## [WHAT IS NEEDED]
Please copy the passage of the Sonia Gutierrez biography below from "Sonia Gutierrez (born" to "Carlos Manuel Rosario.", word for word.

Sonia Gutierrez (born July 8, 1939) is a Puerto Rican educator and Hispanic rights activist. She was principal, counselor and advocate for adult students at the Carlos Rosario International Public Charter School, an adult charter school in Washington, D.C.

Early life and education
Sonia Gutierrez was born in Santurce, San Juan, Puerto Rico. She earned a bachelor's degree in Business Management and Finance from the University of Puerto Rico in 1961 and earned a master's degree in Adult Education Management from the University of the District of Columbia in 1978.

Career
Gutierrez began her literacy career in the District of Columbia in May 1972 as a counselor of the Program for English Instruction to Latin Americans (PEILA). In October 1972, Gutierrez was named Director of PEILA by founder Carlos Manuel Rosario.

In 1978, Gutierrez facilitated PEILA's merger with the District of Columbia's Americanization Program, resulting in a District of Columbia public school known as the Gordon Adult Education Center. In 1988, under Gutierrez's direction, the Gordon Adult Education Center was named a National Finalist for the U.S. Department of Education's Secretary's Award for Outstanding Adult Basic Education Programs. In 1992, Gutierrez requested that the city council rename the school to the Carlos Rosario Adult Education Center, in memory of PEILA's founder.

## [Saved data entries]
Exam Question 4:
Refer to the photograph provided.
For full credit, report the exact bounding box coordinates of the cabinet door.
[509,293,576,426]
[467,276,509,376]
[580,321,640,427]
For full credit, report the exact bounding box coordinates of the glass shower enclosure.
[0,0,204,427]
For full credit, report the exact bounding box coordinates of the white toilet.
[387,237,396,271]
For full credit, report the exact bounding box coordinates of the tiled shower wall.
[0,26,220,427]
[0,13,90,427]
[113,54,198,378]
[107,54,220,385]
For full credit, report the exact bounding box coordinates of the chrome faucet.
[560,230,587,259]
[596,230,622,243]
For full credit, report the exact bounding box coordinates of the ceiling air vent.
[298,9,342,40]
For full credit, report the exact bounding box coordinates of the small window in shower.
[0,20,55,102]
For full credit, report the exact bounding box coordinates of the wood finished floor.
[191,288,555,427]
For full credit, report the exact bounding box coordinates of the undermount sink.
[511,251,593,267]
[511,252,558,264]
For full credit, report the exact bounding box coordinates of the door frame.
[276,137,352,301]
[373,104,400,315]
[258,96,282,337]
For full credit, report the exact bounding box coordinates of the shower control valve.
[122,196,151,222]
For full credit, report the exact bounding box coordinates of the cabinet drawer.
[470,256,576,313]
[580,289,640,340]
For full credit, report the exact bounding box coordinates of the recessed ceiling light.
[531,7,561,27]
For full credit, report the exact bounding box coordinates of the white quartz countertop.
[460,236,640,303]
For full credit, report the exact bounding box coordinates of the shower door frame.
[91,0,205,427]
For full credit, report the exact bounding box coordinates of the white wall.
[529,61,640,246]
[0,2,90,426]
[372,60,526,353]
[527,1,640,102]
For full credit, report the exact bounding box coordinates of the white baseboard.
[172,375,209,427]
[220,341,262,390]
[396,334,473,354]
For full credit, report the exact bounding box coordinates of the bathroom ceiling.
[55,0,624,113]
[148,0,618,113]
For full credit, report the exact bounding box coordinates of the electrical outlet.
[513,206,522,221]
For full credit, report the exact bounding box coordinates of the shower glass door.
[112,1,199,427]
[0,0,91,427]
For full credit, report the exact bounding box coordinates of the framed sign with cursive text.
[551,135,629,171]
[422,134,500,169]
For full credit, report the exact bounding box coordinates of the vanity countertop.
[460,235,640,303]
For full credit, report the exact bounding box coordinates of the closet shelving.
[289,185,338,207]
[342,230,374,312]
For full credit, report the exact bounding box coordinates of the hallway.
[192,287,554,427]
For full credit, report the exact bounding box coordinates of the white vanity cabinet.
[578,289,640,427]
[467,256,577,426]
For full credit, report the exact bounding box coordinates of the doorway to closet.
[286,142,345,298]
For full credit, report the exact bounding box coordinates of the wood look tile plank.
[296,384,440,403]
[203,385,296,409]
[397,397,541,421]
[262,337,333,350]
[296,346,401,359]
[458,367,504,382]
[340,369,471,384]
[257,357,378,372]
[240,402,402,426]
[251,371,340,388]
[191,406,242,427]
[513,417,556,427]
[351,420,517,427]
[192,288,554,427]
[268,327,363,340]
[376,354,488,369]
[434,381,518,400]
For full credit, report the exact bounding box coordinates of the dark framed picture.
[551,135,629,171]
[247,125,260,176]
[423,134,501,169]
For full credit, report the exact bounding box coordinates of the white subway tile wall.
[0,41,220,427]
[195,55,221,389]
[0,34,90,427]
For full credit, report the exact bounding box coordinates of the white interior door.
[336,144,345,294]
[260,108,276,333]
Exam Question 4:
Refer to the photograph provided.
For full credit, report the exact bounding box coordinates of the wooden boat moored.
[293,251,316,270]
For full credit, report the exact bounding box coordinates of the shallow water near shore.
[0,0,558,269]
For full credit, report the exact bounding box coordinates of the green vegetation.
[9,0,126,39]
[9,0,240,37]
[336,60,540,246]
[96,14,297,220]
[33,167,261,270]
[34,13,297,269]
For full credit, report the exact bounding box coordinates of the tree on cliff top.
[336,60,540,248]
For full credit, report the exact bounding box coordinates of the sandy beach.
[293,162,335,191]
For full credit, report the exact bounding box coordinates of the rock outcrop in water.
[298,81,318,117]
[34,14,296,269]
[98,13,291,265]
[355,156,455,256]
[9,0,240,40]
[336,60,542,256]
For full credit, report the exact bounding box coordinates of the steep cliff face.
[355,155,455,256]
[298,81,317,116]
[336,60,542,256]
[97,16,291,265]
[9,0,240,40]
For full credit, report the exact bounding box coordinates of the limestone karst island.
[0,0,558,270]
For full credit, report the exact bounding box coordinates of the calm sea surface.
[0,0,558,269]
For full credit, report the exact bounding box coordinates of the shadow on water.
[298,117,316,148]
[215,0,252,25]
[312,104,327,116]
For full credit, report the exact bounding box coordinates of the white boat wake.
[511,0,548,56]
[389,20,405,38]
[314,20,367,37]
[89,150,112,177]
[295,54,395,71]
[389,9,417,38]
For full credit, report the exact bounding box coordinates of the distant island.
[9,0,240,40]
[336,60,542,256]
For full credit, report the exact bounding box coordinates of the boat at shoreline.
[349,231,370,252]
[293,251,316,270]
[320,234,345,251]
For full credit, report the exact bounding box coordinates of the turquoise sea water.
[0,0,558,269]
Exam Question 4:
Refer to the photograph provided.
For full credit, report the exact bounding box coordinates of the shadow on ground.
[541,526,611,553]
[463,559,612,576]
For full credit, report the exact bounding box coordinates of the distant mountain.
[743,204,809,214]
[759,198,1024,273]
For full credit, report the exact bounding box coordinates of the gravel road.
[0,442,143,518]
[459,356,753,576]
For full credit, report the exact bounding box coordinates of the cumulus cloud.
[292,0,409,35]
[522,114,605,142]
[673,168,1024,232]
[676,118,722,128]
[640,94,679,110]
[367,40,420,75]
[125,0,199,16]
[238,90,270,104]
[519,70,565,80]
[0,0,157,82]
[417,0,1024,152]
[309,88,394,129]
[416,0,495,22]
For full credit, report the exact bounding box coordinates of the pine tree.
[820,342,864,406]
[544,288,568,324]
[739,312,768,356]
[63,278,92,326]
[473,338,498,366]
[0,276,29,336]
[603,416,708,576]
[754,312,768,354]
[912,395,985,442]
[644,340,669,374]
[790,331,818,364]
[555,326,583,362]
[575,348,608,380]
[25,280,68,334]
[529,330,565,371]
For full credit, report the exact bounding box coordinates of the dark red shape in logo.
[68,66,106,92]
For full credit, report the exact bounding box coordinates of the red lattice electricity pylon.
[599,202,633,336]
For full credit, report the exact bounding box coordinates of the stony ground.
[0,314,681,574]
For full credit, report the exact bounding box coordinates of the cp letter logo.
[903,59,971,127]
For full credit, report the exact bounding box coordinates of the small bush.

## [RESPONSE TO THE EXERCISE]
Sonia Gutierrez (born July 8, 1939) is a Puerto Rican educator and Hispanic rights activist. She was principal, counselor and advocate for adult students at the Carlos Rosario International Public Charter School, an adult charter school in Washington, D.C.

Early life and education
Sonia Gutierrez was born in Santurce, San Juan, Puerto Rico. She earned a bachelor's degree in Business Management and Finance from the University of Puerto Rico in 1961 and earned a master's degree in Adult Education Management from the University of the District of Columbia in 1978.

Career
Gutierrez began her literacy career in the District of Columbia in May 1972 as a counselor of the Program for English Instruction to Latin Americans (PEILA). In October 1972, Gutierrez was named Director of PEILA by founder Carlos Manuel Rosario.